EXERCISE DETAILS: Pull out every line of the material below that contains the string "jersey", copying each line as it appears.

[Data items]
━━━━
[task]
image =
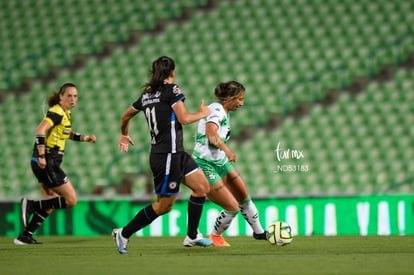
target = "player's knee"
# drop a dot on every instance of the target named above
(71, 201)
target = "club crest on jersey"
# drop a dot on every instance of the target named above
(172, 185)
(177, 90)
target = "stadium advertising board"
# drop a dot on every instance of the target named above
(327, 216)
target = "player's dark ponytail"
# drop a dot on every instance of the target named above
(54, 98)
(161, 69)
(228, 90)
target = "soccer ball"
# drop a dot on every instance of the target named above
(280, 233)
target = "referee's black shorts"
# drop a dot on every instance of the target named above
(52, 175)
(169, 170)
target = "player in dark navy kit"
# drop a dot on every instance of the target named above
(162, 103)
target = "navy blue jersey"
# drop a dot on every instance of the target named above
(166, 132)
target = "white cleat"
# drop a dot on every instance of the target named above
(199, 241)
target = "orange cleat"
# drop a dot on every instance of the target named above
(218, 240)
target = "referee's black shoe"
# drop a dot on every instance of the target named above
(261, 236)
(26, 210)
(23, 240)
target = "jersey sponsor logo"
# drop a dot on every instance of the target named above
(177, 91)
(149, 98)
(172, 185)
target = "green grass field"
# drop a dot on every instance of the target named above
(166, 255)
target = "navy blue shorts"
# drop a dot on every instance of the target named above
(169, 170)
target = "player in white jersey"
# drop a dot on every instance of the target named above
(227, 187)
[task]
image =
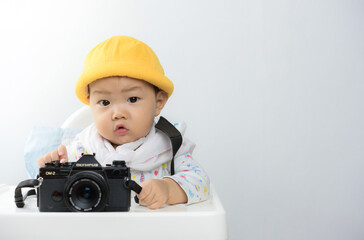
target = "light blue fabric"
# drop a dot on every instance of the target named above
(43, 140)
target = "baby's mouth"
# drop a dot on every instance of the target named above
(120, 129)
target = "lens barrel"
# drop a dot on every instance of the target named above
(86, 191)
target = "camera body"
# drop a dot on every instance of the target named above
(84, 186)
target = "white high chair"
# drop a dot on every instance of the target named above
(205, 220)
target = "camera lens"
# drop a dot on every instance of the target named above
(86, 191)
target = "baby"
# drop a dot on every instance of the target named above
(125, 87)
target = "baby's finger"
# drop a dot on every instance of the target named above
(62, 153)
(41, 161)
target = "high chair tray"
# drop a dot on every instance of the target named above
(205, 220)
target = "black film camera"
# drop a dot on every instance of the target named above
(83, 186)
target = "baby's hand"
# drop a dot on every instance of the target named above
(157, 192)
(59, 154)
(154, 193)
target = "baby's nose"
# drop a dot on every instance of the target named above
(118, 113)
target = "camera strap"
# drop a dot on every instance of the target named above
(31, 183)
(173, 134)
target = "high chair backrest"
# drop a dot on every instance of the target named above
(79, 119)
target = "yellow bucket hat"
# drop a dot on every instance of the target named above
(122, 56)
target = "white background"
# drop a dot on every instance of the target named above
(272, 92)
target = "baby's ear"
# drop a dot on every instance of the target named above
(161, 100)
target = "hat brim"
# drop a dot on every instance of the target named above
(124, 69)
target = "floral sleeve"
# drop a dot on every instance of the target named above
(192, 178)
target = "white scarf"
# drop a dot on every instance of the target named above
(145, 154)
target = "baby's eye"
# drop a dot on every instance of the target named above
(133, 99)
(104, 102)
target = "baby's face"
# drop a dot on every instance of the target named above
(124, 108)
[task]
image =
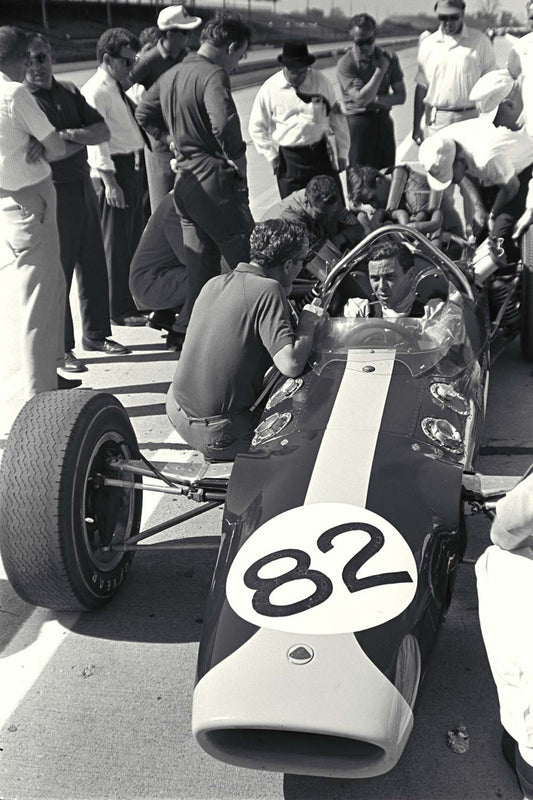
━━━━
OUTPUT FOR THIS TASK:
target = "club crest on jersey"
target = "navy blue jersey"
target = "jersey sponsor logo"
target = "player in white jersey"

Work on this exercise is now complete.